-- Document text follows --
Endometriosis diagram

The diagram  on the left shows a normal endometrium, the one on the right shows endometrial hyperplasia.

The Normal Endometrium

Endometriosis takes its name from the lining of the womb, which is called the endometrium.  The endometrium forms the uterine lining in which the early embryo implants.  It is the most dynamic of all tissue in the body, as it is shed each month and then completely regrows.

At the beginning of the female monthly cycle the endometrium responds mainly to oestrogen and rapidly proliferates, thickens and becomes receptive for embryo implantation.  The endometrium is maintained in this state by progesterone in the second half of the cycle.  If pregnancy does not occur, progesterone levels fall and the endometrium disintegrates and bleeding occurs, and then the cycle begins again.

Displaced Endometrial Tissue in the Pelvis

The problem of endometriosis arises when some areas of endometrial tissue appear outside of the womb and a found somewhere else in the pelvic cavity. Once established these areas of endometrial tissue continue to respond to female hormones as if they were lining the womb.  That is to say, they grow during the first half of the cycle and break down and are shed into the pelvic cavity at the end of the cycle.
-- Document text concluded --
-- Provided records follows --
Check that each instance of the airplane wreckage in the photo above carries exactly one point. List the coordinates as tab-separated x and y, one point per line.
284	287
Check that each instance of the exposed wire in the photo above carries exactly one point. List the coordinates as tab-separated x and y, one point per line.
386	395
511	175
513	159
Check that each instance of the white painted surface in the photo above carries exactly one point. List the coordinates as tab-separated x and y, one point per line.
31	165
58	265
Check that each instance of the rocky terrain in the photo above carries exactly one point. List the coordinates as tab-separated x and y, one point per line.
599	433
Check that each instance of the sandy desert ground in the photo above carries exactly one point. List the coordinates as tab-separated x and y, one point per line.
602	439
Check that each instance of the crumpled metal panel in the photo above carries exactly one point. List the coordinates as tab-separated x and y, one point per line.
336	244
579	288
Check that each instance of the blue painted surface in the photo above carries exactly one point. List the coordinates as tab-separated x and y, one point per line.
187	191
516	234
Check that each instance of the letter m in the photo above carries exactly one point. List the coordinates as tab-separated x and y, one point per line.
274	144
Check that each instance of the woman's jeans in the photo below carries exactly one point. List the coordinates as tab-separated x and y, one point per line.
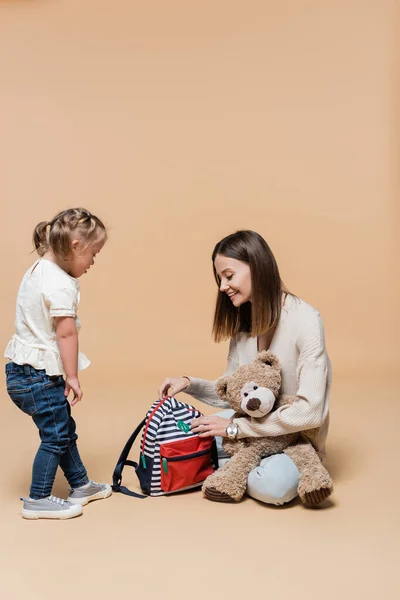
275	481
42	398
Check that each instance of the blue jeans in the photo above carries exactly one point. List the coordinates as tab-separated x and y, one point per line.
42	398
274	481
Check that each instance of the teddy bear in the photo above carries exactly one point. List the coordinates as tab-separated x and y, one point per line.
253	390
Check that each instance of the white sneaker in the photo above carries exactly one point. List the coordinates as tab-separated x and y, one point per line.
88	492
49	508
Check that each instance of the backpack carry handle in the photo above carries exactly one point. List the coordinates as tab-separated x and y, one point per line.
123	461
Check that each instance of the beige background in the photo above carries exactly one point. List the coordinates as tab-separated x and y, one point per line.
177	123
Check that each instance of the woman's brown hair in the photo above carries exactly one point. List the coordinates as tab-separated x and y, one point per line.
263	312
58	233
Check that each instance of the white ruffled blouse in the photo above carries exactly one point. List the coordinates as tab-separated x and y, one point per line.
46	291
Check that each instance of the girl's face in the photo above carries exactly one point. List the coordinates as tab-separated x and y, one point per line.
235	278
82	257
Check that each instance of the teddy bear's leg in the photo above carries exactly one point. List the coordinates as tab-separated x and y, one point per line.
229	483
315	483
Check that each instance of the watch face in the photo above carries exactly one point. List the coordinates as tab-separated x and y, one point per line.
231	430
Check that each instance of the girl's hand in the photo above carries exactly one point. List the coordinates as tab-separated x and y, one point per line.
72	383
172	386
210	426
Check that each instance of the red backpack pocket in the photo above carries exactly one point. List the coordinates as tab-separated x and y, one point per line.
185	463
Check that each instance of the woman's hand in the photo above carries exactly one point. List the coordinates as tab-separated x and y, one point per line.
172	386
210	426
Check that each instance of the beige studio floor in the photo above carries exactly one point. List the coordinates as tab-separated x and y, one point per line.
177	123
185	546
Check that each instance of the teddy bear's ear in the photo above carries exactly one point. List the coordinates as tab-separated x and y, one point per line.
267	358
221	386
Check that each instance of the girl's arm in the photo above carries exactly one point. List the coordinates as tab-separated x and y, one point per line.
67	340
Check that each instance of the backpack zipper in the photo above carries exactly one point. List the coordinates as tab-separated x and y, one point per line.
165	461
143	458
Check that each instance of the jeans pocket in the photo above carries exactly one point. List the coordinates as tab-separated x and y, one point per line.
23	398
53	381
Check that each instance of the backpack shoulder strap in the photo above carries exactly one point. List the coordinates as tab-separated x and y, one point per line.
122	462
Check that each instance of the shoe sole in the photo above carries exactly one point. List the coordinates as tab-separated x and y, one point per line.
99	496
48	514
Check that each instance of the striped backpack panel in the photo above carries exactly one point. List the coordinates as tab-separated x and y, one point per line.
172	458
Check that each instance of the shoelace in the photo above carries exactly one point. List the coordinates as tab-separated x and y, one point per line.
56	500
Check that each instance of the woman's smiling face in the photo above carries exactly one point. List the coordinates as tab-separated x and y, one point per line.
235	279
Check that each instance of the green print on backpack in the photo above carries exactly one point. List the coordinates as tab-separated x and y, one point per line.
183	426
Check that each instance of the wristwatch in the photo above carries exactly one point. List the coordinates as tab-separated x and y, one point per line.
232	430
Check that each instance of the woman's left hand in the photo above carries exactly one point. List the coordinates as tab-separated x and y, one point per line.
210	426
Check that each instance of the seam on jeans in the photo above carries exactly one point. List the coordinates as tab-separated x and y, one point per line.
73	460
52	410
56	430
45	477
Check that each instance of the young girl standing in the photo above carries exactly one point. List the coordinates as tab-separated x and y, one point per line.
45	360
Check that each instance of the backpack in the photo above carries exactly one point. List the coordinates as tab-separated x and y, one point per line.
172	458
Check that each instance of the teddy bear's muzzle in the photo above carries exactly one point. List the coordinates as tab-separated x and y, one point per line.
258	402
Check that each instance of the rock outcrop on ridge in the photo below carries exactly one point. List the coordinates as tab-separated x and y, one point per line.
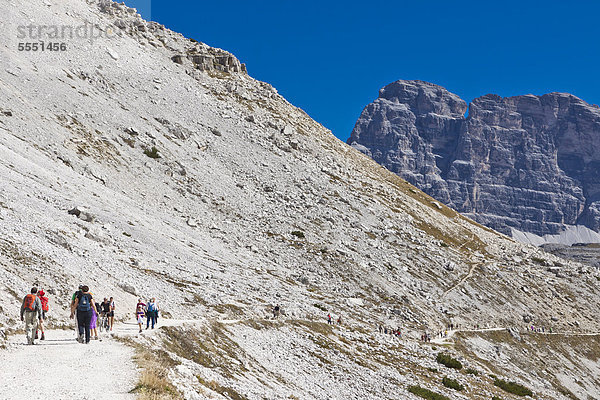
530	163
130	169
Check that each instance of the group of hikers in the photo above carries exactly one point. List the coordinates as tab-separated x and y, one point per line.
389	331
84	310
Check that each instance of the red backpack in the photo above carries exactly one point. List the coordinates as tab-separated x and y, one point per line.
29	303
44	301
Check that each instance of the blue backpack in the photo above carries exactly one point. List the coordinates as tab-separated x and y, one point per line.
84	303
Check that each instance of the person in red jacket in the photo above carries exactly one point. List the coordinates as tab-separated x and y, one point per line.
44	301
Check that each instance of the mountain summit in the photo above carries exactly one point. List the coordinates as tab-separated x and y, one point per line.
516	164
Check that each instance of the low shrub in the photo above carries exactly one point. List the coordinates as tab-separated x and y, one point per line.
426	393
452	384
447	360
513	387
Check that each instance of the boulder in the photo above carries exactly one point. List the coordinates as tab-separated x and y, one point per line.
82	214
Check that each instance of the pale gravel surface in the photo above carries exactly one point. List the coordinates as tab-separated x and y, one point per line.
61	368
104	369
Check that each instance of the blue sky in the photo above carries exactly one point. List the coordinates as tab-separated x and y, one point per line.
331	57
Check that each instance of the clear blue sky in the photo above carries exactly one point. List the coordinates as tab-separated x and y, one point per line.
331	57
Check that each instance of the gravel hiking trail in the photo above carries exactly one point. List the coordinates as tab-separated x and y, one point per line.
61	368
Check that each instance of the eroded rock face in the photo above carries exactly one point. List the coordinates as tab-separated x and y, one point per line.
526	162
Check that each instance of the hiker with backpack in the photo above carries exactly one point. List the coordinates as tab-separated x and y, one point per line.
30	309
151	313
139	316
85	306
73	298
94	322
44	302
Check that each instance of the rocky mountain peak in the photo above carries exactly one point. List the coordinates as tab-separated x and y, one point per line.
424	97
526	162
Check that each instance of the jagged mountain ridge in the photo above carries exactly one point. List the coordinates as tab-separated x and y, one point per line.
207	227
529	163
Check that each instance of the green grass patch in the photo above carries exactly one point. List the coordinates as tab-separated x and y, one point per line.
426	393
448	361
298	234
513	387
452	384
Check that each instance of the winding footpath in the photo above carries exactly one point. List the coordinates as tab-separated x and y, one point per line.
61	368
-- Provided records concluded --
-- Provided records follows --
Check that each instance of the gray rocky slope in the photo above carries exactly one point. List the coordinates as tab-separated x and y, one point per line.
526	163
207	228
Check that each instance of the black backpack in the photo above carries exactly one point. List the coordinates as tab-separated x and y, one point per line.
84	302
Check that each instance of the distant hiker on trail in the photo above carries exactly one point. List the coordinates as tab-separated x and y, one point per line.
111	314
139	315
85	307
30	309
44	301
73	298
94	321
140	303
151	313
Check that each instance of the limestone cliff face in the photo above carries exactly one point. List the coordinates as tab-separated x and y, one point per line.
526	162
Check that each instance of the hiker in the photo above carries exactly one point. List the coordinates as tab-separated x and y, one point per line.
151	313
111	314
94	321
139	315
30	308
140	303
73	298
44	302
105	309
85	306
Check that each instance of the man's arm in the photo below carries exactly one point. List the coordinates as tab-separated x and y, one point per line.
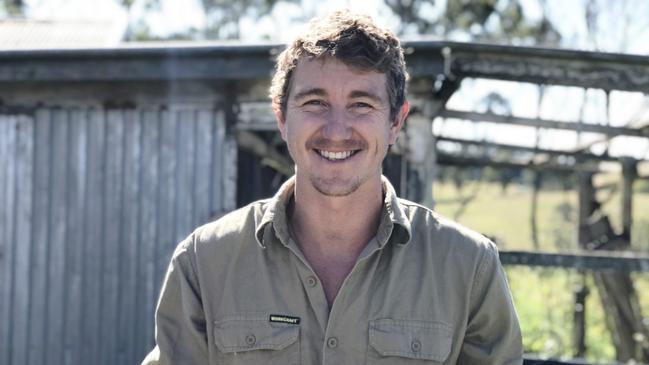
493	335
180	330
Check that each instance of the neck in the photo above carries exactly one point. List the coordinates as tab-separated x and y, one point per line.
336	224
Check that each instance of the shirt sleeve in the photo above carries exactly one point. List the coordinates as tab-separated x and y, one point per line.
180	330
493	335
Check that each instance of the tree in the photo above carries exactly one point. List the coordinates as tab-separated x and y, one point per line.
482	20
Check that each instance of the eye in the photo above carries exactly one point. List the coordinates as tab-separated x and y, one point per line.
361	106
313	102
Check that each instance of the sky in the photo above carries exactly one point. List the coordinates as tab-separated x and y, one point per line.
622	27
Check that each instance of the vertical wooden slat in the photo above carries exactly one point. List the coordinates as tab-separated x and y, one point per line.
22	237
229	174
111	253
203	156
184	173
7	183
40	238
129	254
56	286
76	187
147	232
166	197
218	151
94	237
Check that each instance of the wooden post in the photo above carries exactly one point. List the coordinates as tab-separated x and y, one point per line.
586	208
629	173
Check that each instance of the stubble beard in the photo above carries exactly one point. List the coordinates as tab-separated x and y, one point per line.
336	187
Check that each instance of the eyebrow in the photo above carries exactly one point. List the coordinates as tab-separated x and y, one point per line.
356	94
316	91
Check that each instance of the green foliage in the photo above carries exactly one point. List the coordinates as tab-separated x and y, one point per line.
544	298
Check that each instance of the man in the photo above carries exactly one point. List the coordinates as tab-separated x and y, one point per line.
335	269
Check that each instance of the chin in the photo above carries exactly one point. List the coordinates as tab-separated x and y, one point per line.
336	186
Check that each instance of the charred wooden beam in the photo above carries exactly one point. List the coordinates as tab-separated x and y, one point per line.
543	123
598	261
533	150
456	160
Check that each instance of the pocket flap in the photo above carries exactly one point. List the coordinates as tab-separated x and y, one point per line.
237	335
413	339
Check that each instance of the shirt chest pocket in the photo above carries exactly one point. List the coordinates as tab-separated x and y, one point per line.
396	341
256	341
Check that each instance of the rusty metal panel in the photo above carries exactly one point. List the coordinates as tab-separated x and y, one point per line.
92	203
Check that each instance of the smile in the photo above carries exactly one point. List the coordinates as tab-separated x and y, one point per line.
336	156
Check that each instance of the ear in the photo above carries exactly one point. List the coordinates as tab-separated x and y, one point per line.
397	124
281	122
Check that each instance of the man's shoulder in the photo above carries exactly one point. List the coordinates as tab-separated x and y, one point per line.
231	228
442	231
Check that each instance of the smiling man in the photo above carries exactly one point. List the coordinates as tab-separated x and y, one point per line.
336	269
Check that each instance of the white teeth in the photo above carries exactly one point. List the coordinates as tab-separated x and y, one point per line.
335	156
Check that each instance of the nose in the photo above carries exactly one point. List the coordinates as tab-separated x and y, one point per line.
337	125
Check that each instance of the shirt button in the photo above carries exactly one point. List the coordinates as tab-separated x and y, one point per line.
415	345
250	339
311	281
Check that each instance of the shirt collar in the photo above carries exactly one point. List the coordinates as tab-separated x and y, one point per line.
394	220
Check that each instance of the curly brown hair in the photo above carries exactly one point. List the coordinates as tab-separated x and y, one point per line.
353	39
-- Provided records concluded --
-- Provided records follows --
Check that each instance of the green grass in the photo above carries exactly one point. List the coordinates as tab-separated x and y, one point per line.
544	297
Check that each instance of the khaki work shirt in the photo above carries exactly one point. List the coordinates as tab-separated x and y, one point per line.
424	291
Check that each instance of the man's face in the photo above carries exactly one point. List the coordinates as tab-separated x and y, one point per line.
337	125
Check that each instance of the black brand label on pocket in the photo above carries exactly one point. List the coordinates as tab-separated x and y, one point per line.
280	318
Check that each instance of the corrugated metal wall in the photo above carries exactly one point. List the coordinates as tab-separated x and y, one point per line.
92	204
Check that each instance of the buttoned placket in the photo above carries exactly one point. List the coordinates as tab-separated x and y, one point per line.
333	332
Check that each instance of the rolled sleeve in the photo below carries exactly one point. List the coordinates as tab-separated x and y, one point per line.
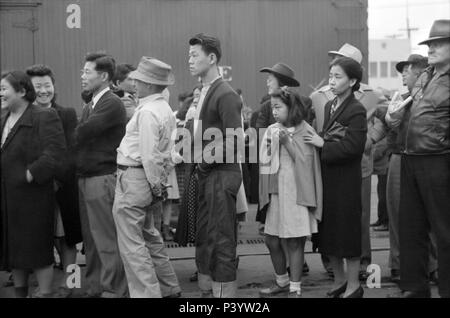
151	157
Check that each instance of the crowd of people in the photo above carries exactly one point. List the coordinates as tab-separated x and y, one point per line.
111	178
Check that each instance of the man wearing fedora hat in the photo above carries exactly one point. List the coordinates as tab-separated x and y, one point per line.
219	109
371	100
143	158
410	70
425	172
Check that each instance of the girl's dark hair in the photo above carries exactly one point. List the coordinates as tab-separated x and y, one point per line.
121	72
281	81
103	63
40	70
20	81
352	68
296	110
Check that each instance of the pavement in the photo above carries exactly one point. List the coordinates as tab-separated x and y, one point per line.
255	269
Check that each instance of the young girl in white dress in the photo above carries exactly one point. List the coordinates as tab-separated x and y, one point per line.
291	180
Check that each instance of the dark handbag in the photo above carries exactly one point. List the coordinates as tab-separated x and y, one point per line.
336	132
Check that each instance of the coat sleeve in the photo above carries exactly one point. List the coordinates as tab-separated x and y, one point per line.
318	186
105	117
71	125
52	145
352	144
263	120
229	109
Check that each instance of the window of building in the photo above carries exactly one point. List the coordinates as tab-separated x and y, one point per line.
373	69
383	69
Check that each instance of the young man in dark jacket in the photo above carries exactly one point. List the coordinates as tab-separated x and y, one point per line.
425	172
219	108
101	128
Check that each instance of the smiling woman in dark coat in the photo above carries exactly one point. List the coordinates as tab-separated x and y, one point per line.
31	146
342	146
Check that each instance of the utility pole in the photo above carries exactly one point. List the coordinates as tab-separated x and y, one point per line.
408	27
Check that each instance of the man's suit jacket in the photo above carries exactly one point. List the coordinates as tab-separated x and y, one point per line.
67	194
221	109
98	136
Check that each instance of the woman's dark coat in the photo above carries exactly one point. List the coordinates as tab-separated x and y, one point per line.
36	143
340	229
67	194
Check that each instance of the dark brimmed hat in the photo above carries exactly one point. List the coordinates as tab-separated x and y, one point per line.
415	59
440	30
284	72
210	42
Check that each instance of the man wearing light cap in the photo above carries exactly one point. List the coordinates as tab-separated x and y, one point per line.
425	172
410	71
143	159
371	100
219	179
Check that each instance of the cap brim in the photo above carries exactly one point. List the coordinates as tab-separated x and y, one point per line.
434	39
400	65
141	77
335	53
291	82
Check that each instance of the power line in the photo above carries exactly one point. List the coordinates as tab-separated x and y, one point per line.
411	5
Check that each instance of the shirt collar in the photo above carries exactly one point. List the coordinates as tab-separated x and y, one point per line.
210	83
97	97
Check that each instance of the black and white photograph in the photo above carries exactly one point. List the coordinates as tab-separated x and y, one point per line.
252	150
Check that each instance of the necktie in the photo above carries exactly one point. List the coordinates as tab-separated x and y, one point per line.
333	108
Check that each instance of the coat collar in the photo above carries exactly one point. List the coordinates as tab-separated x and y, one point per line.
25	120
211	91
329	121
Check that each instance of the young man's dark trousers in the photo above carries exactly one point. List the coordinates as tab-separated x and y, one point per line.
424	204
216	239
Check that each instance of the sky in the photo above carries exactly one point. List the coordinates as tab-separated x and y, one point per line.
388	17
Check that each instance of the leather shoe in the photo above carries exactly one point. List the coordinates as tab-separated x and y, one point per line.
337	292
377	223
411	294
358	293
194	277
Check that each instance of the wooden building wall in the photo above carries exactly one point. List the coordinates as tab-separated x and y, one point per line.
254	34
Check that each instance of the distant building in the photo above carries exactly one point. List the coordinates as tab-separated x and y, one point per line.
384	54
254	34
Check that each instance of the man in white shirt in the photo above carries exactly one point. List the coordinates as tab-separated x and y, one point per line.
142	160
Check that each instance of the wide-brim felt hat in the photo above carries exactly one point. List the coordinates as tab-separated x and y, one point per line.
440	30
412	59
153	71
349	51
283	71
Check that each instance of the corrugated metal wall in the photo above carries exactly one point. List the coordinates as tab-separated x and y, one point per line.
-- Provided records concluded --
Task objective: According to the endometriosis text, what changes does the endometrium go through at the beginning of the female monthly cycle? List each one. The records have nothing to do with this.

Answer for the task:
- It rapidly proliferates.
- It thickens.
- It becomes receptive for embryo implantation.